#### Written request:
Reproduce the data below word for word, from its first line through the line containing "(1063, 822)", both ends included.

::: The records :::

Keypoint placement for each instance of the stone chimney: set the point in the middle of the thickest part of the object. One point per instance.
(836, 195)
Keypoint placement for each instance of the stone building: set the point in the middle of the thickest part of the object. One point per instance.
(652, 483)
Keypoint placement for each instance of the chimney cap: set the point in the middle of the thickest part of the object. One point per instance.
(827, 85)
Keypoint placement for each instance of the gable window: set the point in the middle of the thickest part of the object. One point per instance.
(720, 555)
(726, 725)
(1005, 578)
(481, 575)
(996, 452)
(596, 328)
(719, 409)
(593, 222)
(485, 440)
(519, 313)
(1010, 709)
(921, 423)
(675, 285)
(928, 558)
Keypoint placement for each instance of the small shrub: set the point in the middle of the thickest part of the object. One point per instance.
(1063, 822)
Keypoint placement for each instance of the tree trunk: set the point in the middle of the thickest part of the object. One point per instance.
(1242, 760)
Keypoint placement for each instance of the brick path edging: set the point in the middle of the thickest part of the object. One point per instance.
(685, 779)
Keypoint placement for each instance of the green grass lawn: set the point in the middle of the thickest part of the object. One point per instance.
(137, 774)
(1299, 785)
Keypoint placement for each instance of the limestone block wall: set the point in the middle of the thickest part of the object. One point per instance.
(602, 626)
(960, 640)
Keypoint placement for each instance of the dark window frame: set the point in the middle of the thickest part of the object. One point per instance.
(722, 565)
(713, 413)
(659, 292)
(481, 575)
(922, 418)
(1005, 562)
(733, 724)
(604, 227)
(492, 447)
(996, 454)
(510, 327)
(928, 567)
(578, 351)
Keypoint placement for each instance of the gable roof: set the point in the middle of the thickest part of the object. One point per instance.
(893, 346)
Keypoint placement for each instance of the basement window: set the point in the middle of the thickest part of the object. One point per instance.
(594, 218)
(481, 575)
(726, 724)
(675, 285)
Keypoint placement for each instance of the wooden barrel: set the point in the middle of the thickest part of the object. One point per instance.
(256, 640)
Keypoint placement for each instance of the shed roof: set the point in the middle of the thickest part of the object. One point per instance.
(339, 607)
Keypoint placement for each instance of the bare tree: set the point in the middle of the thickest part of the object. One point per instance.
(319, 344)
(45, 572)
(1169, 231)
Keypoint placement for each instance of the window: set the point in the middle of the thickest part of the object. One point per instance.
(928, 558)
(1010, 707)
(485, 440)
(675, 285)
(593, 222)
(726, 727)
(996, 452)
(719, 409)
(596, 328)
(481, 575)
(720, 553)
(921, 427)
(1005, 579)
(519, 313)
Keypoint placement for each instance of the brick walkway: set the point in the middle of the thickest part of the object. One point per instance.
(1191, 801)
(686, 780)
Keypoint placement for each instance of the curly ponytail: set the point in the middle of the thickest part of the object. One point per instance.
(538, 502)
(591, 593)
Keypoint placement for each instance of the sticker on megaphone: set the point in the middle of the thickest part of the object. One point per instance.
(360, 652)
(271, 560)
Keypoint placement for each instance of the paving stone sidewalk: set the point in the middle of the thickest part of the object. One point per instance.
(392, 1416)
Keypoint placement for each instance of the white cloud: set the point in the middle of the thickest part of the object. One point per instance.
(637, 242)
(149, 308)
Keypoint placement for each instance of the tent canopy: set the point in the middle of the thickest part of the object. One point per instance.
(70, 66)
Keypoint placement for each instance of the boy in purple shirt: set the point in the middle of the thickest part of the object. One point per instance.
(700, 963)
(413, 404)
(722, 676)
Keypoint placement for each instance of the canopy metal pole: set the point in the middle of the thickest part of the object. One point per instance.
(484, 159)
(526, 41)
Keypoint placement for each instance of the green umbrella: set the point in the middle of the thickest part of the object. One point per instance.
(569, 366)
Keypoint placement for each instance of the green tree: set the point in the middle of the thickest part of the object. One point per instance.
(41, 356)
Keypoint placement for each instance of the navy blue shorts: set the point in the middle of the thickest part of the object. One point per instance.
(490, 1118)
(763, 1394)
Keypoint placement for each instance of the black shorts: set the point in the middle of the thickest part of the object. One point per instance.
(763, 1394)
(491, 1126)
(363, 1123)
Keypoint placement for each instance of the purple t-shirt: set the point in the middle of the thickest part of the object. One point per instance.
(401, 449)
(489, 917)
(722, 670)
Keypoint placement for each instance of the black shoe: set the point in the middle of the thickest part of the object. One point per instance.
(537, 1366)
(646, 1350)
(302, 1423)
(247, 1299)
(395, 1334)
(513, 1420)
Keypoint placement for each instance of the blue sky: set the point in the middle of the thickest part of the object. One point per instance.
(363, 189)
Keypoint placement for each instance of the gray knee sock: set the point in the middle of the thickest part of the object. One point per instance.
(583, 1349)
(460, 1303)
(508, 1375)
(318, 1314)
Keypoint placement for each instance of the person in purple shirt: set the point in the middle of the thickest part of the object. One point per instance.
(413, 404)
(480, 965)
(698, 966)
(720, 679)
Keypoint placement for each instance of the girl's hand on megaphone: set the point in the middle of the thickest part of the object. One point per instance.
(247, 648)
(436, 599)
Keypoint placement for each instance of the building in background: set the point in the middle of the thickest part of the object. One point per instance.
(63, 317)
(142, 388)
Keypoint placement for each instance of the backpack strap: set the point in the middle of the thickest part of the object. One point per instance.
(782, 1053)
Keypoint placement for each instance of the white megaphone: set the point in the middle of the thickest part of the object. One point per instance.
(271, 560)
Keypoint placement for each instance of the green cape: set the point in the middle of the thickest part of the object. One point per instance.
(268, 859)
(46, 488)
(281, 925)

:::

#### Complete answer:
Keypoint placement for each instance of the stone chimney: set the point in the middle of the thickest part of the object. One point per instance.
(836, 195)
Keypoint placement for each instance of the stone building: set the point in the middle of the thickest part of the object. One point per instance.
(652, 483)
Keypoint placement for each instance of the chimney cap: set the point in the middle of the thickest part of the object. One point per instance.
(827, 85)
Keypoint placement for each instance of the gable window: set the point in the middle of the thickest part of the object. One point per instance.
(720, 555)
(726, 725)
(1005, 578)
(481, 575)
(996, 452)
(596, 328)
(719, 409)
(593, 222)
(485, 440)
(519, 313)
(1010, 709)
(921, 423)
(675, 285)
(928, 558)
Keypoint placement for each instance of the small shrub: set the point in the middle of the thickest part of the object. One point per instance.
(1063, 822)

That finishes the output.